About this task>
Only the lines from the one with "the grass mowing" through the end of the material, both ends included, should be retyped exactly.

Source data>

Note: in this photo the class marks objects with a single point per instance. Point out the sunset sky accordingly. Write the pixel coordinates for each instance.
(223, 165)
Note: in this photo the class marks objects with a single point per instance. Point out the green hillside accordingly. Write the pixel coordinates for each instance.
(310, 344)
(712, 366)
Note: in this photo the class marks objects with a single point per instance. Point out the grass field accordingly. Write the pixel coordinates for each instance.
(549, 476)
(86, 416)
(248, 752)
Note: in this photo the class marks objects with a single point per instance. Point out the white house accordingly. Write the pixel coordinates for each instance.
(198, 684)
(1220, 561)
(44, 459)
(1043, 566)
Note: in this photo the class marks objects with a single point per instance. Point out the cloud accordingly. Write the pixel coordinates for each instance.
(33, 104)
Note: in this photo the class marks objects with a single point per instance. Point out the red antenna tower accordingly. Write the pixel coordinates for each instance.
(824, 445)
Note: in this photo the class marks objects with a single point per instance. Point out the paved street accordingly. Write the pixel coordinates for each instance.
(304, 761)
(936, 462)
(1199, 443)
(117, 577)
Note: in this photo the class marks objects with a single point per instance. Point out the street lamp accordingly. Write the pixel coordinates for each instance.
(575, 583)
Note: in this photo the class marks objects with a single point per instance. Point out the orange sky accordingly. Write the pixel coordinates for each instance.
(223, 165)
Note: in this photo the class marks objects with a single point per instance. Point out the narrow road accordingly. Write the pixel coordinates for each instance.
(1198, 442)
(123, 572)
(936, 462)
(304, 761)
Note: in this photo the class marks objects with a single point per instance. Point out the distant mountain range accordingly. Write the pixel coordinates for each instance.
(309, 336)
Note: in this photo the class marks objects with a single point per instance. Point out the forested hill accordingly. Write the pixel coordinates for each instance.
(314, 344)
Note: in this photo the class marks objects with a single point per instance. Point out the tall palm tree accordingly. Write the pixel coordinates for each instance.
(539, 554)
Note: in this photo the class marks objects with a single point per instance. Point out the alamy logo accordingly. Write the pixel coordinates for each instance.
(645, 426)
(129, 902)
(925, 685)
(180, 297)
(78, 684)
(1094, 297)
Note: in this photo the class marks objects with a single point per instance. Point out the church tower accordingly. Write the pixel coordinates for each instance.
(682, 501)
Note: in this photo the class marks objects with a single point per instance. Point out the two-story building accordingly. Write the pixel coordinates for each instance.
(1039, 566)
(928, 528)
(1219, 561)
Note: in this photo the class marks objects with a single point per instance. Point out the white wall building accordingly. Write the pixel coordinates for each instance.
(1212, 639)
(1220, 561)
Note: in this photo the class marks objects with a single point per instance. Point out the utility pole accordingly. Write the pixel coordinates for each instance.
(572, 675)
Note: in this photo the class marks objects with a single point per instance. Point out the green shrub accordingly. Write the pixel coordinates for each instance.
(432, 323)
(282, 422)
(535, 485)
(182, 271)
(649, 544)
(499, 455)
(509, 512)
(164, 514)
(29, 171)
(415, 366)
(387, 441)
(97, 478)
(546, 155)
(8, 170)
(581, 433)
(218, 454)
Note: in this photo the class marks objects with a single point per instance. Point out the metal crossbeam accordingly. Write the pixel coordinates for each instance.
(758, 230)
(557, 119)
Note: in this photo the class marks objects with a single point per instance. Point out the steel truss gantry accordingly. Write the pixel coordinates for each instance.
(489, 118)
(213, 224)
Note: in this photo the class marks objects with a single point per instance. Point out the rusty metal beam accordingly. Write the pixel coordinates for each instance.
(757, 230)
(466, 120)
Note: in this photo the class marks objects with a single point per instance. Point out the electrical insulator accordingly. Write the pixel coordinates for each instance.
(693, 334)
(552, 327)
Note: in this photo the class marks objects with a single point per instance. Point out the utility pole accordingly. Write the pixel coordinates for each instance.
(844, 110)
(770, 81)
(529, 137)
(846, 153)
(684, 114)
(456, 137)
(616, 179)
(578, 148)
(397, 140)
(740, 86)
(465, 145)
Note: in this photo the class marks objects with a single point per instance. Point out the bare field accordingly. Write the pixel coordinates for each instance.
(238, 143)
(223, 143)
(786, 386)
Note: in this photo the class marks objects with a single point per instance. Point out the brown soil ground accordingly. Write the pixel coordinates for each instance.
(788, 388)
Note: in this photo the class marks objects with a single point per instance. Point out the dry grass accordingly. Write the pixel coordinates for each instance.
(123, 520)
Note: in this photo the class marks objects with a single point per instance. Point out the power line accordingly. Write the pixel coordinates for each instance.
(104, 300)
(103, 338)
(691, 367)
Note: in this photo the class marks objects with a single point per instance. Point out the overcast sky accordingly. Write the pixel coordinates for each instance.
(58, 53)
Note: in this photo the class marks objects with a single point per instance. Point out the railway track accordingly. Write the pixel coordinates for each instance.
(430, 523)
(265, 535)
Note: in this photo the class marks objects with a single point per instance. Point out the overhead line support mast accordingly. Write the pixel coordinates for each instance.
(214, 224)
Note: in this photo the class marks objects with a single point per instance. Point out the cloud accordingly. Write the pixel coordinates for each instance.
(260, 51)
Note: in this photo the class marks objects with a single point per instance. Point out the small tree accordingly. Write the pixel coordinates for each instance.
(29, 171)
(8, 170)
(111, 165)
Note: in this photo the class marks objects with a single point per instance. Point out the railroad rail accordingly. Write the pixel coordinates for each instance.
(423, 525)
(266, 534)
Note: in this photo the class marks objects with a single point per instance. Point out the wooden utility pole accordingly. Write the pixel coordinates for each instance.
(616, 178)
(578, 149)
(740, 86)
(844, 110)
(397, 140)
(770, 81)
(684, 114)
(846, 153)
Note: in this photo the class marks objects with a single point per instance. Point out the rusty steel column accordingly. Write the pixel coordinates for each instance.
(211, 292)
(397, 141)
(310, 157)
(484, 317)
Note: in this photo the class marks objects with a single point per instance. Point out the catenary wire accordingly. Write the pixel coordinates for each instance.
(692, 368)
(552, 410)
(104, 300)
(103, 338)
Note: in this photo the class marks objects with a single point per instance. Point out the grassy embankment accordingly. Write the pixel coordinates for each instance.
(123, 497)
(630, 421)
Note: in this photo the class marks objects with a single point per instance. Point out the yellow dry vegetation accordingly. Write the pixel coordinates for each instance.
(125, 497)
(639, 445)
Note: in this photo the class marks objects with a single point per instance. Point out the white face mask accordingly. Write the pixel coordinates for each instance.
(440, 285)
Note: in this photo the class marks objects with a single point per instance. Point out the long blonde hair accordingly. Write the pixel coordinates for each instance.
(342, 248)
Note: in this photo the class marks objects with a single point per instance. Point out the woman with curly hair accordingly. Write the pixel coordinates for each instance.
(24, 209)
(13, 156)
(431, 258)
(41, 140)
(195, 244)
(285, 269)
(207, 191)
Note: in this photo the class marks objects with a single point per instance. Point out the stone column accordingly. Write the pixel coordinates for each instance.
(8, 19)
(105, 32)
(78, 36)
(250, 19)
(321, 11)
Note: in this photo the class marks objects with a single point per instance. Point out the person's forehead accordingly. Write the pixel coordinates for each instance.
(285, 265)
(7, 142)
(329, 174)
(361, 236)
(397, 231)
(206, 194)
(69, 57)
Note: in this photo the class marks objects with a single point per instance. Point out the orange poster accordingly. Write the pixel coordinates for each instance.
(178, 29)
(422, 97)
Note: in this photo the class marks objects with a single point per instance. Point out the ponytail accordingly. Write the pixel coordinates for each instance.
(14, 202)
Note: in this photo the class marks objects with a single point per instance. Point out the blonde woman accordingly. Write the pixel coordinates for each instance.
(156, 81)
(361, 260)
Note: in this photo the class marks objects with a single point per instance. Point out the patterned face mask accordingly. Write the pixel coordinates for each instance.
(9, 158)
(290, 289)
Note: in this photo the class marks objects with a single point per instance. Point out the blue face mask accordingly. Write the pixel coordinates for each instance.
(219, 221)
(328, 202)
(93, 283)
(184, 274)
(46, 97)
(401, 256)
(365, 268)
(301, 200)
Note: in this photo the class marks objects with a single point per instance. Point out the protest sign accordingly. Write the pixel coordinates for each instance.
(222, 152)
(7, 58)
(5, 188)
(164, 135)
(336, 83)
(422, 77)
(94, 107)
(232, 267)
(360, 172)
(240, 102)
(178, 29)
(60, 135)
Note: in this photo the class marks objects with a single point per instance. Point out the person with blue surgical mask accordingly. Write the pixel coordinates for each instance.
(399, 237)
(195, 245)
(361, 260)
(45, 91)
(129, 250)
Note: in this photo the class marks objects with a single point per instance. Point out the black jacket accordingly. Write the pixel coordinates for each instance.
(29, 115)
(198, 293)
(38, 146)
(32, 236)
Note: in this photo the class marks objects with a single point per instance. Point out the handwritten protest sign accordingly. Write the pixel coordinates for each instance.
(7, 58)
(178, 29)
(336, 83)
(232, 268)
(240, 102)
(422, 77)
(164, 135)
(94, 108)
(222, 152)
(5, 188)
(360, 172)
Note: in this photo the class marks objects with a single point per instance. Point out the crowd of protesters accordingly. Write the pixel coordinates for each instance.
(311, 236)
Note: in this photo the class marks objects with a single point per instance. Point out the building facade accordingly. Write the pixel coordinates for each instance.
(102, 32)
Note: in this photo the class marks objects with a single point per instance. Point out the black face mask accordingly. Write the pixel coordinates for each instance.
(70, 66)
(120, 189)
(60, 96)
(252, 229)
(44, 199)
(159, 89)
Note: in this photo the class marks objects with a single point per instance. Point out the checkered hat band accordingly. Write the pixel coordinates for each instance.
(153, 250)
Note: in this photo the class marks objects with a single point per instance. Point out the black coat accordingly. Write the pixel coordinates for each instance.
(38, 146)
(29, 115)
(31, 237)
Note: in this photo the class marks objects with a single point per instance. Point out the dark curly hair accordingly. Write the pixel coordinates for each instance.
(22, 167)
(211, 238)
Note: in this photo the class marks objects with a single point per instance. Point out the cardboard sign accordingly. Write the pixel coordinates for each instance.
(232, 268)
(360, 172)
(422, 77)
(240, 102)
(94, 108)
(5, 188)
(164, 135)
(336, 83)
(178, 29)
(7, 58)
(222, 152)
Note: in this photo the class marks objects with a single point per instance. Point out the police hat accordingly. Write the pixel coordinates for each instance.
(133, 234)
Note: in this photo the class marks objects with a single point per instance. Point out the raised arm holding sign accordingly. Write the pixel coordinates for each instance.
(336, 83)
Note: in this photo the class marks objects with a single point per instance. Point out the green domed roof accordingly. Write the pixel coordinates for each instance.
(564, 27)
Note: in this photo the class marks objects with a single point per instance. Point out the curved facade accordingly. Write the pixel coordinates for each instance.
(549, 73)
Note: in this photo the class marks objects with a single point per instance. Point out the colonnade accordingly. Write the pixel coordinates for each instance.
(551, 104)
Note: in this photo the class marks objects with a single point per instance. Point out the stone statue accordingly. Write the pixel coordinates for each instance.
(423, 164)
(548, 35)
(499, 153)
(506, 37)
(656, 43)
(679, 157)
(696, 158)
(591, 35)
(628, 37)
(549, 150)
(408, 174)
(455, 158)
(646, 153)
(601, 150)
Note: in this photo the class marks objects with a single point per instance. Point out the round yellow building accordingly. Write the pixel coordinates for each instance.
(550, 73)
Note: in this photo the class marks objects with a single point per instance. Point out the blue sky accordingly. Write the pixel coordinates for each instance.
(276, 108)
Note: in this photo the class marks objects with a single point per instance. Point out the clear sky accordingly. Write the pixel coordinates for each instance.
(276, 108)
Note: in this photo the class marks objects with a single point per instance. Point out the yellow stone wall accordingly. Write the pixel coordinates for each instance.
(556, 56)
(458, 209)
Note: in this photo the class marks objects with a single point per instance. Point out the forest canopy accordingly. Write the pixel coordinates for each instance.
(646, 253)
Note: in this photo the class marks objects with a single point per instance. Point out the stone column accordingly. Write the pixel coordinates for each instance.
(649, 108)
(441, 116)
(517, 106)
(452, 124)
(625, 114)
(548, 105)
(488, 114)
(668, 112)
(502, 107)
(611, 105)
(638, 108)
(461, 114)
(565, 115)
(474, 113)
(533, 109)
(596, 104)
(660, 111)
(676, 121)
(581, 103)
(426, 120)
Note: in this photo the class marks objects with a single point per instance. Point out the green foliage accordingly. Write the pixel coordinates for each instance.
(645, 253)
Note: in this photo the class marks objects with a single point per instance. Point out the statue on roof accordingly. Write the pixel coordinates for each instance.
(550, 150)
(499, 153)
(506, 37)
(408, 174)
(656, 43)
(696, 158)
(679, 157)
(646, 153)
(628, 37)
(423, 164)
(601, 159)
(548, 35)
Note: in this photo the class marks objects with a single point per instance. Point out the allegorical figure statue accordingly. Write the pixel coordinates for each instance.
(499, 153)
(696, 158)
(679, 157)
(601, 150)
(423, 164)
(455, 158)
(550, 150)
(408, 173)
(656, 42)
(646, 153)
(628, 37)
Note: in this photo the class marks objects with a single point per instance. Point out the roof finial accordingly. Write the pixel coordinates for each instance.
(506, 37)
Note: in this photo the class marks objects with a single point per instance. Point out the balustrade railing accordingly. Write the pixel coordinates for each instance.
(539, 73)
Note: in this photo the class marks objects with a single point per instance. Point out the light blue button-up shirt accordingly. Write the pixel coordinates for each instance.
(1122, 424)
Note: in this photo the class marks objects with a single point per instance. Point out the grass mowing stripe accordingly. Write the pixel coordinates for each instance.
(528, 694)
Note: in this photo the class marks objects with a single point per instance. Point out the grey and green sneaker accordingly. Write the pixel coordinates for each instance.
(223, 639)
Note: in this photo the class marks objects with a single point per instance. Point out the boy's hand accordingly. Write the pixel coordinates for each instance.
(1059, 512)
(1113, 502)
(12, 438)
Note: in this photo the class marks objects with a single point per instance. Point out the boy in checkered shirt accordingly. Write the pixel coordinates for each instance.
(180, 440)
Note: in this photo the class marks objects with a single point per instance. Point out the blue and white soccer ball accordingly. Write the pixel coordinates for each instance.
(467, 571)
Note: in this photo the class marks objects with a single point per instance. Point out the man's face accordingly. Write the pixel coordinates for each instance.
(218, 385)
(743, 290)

Result of the exercise>
Note: in this photo the class marks objects with a single point per instance. Point out the grass mowing stripe accordingly. Write the pixel coordinates for each instance.
(528, 694)
Note: in this photo the class marks objects with a single point per instance. Point out the grey and green sneaker accordingly. Write the pixel coordinates for each instance.
(223, 639)
Note: in this photo the class marks objects with a single point per instance. Point out the boy's hand accordingly. Write the pixel coordinates for each instance.
(1059, 512)
(1113, 502)
(12, 438)
Note: in this photo the class marks objects with a single point per instance. Point out the boy in checkered shirt accordingly. Write the pixel coordinates for each instance.
(180, 440)
Note: in this photo the class marks objects with a single point per instance. Point out the blue and white soccer ball accordingly. Write the pixel coordinates for each instance.
(467, 571)
Note: in this photo the class marks objects with a single point per instance. Point out the man's face accordingly. Write the pixel coordinates for each instance.
(218, 385)
(743, 290)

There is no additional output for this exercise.